DIRECTIVE :: Return, exactly, the line that contains "Where can the sky" together with all lines after it to the end of the entries, and no further lines.

.....

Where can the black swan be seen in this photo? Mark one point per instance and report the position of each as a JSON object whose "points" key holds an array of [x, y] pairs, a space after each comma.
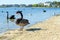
{"points": [[12, 17], [21, 22]]}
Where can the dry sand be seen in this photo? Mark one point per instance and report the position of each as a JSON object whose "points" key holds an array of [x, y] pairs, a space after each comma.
{"points": [[47, 30]]}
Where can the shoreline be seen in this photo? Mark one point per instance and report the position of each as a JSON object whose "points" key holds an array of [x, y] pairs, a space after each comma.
{"points": [[46, 30]]}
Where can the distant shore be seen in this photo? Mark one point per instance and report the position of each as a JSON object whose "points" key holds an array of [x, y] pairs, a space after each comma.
{"points": [[47, 30]]}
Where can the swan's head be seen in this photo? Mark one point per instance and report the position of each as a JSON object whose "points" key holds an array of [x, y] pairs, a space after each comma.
{"points": [[18, 12]]}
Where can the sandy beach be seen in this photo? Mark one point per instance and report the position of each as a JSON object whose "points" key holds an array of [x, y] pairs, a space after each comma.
{"points": [[46, 30]]}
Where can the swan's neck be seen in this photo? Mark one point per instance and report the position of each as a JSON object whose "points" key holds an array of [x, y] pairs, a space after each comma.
{"points": [[7, 16], [21, 15]]}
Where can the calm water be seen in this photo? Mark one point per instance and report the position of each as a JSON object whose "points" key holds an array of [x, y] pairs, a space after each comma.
{"points": [[34, 15]]}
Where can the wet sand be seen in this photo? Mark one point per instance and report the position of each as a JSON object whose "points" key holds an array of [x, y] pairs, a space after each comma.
{"points": [[46, 30]]}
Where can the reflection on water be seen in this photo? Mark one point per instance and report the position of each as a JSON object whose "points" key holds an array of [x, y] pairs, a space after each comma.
{"points": [[34, 15]]}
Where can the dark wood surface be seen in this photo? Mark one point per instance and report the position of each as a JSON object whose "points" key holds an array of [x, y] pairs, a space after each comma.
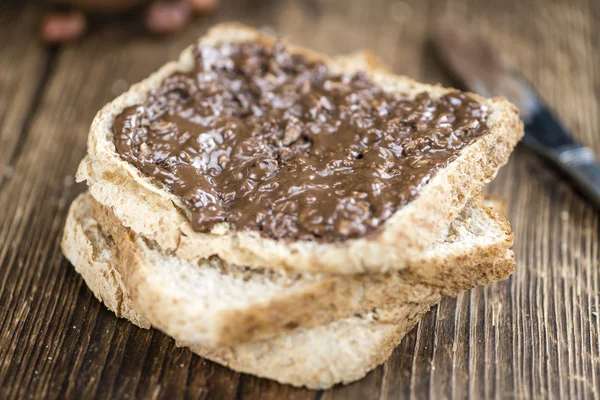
{"points": [[534, 336]]}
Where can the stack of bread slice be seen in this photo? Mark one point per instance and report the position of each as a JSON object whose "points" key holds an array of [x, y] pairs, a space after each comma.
{"points": [[304, 313]]}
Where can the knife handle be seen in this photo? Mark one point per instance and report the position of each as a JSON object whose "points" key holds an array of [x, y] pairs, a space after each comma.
{"points": [[575, 161]]}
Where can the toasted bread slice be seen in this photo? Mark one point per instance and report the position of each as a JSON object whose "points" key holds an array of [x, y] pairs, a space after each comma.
{"points": [[216, 304], [152, 211]]}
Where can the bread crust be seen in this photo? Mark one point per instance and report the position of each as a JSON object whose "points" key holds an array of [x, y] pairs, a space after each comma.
{"points": [[300, 300], [155, 213], [349, 348]]}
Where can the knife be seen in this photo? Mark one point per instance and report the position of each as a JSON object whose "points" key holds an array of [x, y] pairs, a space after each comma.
{"points": [[485, 71]]}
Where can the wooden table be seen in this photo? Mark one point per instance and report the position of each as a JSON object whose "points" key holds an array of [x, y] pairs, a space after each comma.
{"points": [[534, 336]]}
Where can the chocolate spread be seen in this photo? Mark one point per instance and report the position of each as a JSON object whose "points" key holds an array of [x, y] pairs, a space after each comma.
{"points": [[273, 142]]}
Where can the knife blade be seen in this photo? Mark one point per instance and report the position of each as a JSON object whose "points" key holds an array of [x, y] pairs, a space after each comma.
{"points": [[484, 70]]}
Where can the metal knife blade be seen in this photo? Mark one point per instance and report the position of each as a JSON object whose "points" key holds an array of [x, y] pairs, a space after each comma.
{"points": [[484, 70]]}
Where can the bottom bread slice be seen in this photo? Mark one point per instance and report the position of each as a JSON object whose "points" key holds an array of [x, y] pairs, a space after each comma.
{"points": [[338, 352], [217, 305], [318, 357]]}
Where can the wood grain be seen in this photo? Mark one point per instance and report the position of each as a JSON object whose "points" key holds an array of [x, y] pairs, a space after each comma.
{"points": [[534, 336]]}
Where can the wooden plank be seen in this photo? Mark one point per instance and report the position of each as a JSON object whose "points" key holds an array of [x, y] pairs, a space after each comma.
{"points": [[25, 64], [535, 336]]}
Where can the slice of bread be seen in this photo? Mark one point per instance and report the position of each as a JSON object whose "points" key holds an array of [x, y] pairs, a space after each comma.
{"points": [[152, 211], [216, 304], [318, 358]]}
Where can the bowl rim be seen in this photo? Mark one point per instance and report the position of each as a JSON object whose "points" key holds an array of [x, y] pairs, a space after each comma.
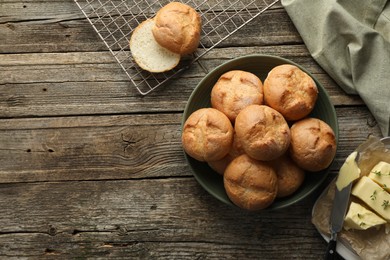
{"points": [[221, 68]]}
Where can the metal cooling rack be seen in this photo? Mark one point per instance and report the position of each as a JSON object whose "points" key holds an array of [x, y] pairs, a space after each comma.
{"points": [[115, 20]]}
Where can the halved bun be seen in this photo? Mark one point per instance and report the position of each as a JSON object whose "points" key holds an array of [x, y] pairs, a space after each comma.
{"points": [[147, 53]]}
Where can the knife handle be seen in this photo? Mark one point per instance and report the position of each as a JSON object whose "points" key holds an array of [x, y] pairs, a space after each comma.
{"points": [[331, 250]]}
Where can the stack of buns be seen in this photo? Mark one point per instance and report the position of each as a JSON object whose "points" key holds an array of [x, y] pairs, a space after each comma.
{"points": [[158, 44], [262, 140]]}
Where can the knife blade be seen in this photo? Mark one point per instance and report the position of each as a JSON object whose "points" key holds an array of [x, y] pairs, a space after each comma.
{"points": [[341, 201], [339, 209]]}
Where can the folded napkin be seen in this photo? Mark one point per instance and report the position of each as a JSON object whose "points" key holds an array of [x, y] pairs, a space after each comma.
{"points": [[350, 40]]}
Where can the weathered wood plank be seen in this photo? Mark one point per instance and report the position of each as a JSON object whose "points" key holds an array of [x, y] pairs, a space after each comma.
{"points": [[23, 31], [161, 218], [46, 84], [120, 147]]}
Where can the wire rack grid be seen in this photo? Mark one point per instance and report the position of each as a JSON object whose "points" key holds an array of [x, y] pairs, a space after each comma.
{"points": [[115, 20]]}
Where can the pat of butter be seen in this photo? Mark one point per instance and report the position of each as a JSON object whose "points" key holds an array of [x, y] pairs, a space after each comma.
{"points": [[348, 172], [374, 196], [360, 218], [381, 175]]}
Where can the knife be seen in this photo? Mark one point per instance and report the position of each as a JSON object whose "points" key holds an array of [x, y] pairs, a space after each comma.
{"points": [[339, 208]]}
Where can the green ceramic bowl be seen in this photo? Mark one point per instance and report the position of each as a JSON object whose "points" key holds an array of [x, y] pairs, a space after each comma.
{"points": [[260, 65]]}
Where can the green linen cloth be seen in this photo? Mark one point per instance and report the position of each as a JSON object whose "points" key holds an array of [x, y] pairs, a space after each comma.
{"points": [[350, 40]]}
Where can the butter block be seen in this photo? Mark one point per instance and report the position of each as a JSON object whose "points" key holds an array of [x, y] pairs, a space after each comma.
{"points": [[381, 175], [360, 218], [374, 196], [349, 172]]}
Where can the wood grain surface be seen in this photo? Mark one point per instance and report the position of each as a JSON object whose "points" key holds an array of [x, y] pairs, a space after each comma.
{"points": [[91, 169]]}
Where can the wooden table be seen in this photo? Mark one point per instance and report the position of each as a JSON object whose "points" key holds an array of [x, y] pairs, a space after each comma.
{"points": [[89, 168]]}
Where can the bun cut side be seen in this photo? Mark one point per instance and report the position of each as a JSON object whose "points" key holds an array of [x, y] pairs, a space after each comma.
{"points": [[147, 53]]}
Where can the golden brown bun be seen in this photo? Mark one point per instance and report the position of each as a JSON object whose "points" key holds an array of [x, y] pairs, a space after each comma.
{"points": [[178, 28], [313, 144], [263, 132], [236, 90], [290, 176], [250, 184], [207, 135], [220, 165], [290, 91]]}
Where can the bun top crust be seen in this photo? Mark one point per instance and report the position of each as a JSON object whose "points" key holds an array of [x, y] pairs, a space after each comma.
{"points": [[178, 28], [263, 132], [236, 90], [313, 144], [290, 176], [207, 135], [290, 91], [250, 184]]}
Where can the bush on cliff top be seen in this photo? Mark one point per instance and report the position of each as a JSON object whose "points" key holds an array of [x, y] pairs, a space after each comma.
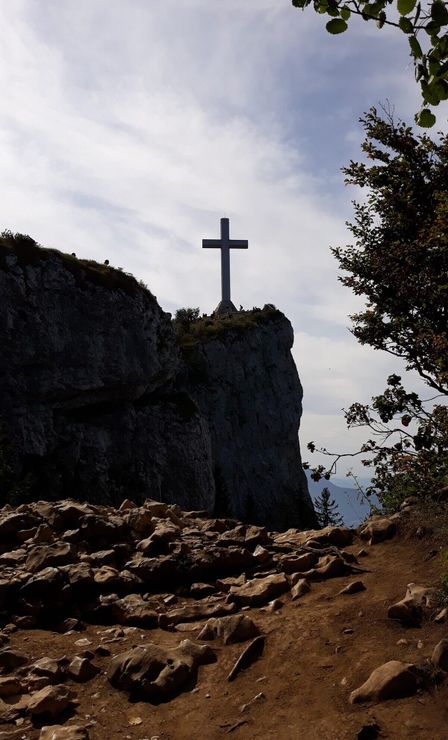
{"points": [[28, 252], [209, 327]]}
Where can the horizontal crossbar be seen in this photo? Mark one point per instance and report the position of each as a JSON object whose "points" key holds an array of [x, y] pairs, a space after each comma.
{"points": [[232, 243]]}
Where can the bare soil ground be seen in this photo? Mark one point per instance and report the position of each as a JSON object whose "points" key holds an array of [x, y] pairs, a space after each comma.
{"points": [[318, 649]]}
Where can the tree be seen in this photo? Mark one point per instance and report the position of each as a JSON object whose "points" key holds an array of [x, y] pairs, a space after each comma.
{"points": [[327, 510], [425, 26], [184, 318], [399, 263]]}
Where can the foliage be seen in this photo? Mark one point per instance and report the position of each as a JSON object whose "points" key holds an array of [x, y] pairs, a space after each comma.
{"points": [[399, 262], [28, 252], [184, 318], [209, 327], [425, 26], [327, 510], [408, 448]]}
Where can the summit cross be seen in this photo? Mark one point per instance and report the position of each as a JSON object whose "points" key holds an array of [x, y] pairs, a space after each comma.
{"points": [[225, 244]]}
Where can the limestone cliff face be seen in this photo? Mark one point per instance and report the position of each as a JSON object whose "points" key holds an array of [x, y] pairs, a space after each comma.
{"points": [[246, 384], [88, 402], [98, 402]]}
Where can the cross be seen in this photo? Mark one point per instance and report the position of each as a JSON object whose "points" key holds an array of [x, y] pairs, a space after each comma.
{"points": [[225, 244]]}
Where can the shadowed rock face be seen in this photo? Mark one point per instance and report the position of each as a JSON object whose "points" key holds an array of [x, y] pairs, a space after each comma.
{"points": [[97, 403], [247, 386], [87, 392]]}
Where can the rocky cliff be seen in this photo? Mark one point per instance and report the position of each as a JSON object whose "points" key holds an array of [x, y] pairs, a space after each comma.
{"points": [[244, 380], [98, 402]]}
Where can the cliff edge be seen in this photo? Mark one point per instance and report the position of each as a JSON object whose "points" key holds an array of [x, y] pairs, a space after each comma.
{"points": [[99, 402]]}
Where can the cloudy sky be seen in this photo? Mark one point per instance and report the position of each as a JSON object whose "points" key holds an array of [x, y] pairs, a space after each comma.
{"points": [[129, 127]]}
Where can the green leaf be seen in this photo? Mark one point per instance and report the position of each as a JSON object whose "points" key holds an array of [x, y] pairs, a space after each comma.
{"points": [[425, 118], [439, 13], [430, 94], [337, 25], [406, 6], [416, 49], [442, 89], [432, 28], [406, 25], [371, 10], [381, 19]]}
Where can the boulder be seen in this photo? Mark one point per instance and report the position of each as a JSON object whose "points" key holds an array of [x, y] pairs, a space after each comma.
{"points": [[82, 670], [299, 588], [338, 536], [10, 686], [249, 655], [393, 680], [409, 611], [259, 591], [64, 732], [352, 588], [52, 700], [155, 673], [439, 656], [236, 628], [42, 556], [133, 610], [194, 612], [298, 564], [48, 668], [11, 659], [377, 530]]}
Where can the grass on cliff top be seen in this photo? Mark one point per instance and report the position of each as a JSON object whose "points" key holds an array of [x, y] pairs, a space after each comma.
{"points": [[210, 327], [29, 252]]}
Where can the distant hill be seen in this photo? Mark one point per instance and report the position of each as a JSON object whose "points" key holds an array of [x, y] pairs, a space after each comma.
{"points": [[350, 507]]}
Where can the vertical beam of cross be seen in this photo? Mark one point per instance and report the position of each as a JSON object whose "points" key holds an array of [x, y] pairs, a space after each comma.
{"points": [[225, 244]]}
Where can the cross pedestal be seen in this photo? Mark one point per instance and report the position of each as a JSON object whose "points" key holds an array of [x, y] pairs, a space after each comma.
{"points": [[225, 244]]}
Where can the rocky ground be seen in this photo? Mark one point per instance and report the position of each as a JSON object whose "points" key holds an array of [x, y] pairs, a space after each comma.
{"points": [[153, 623]]}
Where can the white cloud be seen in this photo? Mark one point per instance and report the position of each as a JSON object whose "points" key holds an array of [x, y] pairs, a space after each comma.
{"points": [[128, 128]]}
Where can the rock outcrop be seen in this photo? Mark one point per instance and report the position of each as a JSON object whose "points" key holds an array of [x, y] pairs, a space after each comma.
{"points": [[247, 386], [98, 402]]}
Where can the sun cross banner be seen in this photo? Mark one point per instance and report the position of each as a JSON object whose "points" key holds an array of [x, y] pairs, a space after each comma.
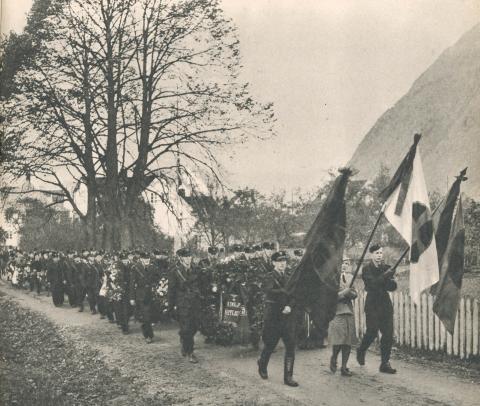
{"points": [[407, 208]]}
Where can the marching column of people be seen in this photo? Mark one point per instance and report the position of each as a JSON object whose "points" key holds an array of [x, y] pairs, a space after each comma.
{"points": [[150, 288]]}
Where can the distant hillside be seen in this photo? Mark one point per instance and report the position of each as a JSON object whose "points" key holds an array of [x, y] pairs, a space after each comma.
{"points": [[444, 105]]}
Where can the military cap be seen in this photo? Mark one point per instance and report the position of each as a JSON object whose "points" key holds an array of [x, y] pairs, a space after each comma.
{"points": [[374, 247], [298, 252], [184, 252], [204, 263], [237, 248], [213, 250], [279, 256]]}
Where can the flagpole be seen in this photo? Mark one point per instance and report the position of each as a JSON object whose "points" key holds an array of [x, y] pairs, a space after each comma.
{"points": [[359, 264]]}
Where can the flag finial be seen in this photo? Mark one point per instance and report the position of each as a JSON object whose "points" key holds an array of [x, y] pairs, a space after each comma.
{"points": [[462, 174]]}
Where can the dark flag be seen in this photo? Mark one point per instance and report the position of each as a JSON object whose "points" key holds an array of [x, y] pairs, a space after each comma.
{"points": [[407, 208], [315, 281], [450, 238]]}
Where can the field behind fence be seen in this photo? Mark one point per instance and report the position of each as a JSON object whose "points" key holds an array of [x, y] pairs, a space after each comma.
{"points": [[418, 327]]}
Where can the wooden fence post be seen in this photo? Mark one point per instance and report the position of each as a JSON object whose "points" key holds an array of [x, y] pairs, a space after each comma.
{"points": [[475, 328], [468, 326]]}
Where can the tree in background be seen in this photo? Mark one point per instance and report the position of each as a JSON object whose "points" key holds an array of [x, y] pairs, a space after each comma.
{"points": [[46, 226], [127, 92], [472, 232]]}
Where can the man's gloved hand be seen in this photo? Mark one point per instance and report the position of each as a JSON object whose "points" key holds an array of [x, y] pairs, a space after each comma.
{"points": [[287, 310], [389, 273]]}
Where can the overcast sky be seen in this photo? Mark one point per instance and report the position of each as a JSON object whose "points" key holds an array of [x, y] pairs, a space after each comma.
{"points": [[330, 67]]}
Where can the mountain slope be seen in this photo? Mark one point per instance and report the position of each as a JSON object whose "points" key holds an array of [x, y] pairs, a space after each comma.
{"points": [[443, 104]]}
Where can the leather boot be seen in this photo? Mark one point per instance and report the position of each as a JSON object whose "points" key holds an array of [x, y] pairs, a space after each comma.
{"points": [[288, 372], [263, 364], [386, 368], [360, 356]]}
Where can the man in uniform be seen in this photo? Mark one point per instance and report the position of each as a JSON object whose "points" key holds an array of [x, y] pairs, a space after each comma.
{"points": [[142, 280], [379, 280], [69, 275], [184, 294], [36, 268], [120, 277], [92, 282], [80, 282], [55, 279], [280, 319]]}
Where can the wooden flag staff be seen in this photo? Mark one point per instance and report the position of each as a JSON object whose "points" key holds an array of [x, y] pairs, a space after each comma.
{"points": [[359, 264]]}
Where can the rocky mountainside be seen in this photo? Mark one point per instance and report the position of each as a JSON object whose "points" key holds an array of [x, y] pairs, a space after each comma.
{"points": [[443, 104]]}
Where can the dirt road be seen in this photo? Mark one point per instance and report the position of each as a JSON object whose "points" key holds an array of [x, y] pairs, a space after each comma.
{"points": [[228, 375]]}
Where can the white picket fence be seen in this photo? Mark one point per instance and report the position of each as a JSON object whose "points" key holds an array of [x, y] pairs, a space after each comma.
{"points": [[418, 327]]}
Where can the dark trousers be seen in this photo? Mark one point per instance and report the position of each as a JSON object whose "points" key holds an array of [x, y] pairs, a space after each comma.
{"points": [[279, 326], [379, 317], [122, 313], [254, 323], [57, 294], [102, 303], [144, 311], [92, 298], [80, 294], [189, 321], [71, 294], [35, 283]]}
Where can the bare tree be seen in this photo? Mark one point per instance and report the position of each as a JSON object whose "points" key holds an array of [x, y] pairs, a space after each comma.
{"points": [[125, 92]]}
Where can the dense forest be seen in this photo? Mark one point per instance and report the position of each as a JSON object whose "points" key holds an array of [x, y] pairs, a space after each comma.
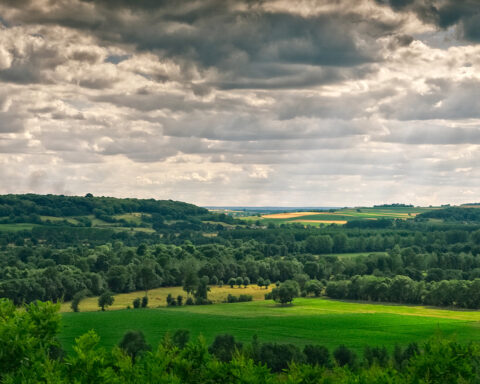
{"points": [[418, 260]]}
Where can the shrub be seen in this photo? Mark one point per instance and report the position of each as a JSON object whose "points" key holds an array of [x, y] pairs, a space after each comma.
{"points": [[278, 356], [181, 337], [134, 344], [171, 300], [136, 302]]}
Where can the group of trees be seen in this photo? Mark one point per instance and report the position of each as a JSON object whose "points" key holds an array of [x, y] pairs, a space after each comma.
{"points": [[402, 289], [30, 353]]}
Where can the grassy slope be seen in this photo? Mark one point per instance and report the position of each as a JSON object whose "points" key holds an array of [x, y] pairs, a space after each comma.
{"points": [[157, 297], [346, 214], [319, 321]]}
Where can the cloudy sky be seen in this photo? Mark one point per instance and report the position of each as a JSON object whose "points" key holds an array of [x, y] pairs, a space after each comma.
{"points": [[242, 102]]}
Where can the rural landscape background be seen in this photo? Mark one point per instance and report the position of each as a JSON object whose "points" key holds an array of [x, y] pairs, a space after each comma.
{"points": [[239, 191]]}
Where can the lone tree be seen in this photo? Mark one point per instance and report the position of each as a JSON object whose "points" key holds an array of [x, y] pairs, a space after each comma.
{"points": [[79, 296], [190, 281], [105, 300], [224, 346], [286, 292]]}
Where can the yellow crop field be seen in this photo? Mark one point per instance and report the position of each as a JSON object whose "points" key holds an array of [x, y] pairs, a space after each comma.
{"points": [[321, 221], [288, 215], [158, 297]]}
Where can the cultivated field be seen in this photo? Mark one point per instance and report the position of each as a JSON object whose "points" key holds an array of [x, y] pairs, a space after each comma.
{"points": [[319, 321], [158, 297]]}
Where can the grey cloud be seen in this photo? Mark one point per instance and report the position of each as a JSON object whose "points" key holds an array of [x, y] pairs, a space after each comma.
{"points": [[432, 134], [444, 13], [251, 48]]}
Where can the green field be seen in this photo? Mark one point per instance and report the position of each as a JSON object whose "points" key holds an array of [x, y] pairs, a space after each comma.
{"points": [[319, 321], [17, 227]]}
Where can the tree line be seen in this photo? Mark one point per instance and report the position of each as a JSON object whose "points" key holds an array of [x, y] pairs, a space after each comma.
{"points": [[30, 353]]}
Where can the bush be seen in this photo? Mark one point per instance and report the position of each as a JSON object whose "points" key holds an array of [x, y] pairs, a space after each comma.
{"points": [[278, 356], [224, 346], [106, 299], [171, 300], [317, 355], [286, 292], [376, 355], [79, 296], [136, 302], [344, 356], [231, 298]]}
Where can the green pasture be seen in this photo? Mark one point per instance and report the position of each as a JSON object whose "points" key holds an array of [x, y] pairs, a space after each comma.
{"points": [[318, 321], [346, 214], [16, 227], [353, 254]]}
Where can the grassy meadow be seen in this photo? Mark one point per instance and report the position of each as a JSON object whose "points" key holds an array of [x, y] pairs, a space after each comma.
{"points": [[308, 320], [158, 297], [340, 216]]}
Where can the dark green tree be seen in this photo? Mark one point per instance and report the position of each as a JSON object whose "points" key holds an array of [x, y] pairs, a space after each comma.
{"points": [[134, 344], [105, 300]]}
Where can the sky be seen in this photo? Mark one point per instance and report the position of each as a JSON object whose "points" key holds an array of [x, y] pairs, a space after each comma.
{"points": [[242, 102]]}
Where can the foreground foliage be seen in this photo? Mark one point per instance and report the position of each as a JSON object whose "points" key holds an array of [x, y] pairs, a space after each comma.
{"points": [[29, 353]]}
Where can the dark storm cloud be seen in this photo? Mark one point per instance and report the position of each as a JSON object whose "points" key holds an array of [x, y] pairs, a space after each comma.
{"points": [[444, 14], [249, 46]]}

.....

FULL ANSWER ::
Where can the sky be seen in this photo? Mark one point per instance and report the position of each as a JSON object whose "points" key holds an array of [x, y] pairs, a space after each comma.
{"points": [[242, 102]]}
Where can the foreground foliage be seen in this photo? Mark one point per instance and report the position of each as a JSON object whose "points" key holds an array of [x, y] pairs, a space after each comma.
{"points": [[29, 353]]}
Where can the dark storm cloud be seen in this photo? Mark one point per instance and report the position of each as a JSON object whose "points" key holds an array of [x, y] pairs, a space after each comma.
{"points": [[444, 14], [249, 46]]}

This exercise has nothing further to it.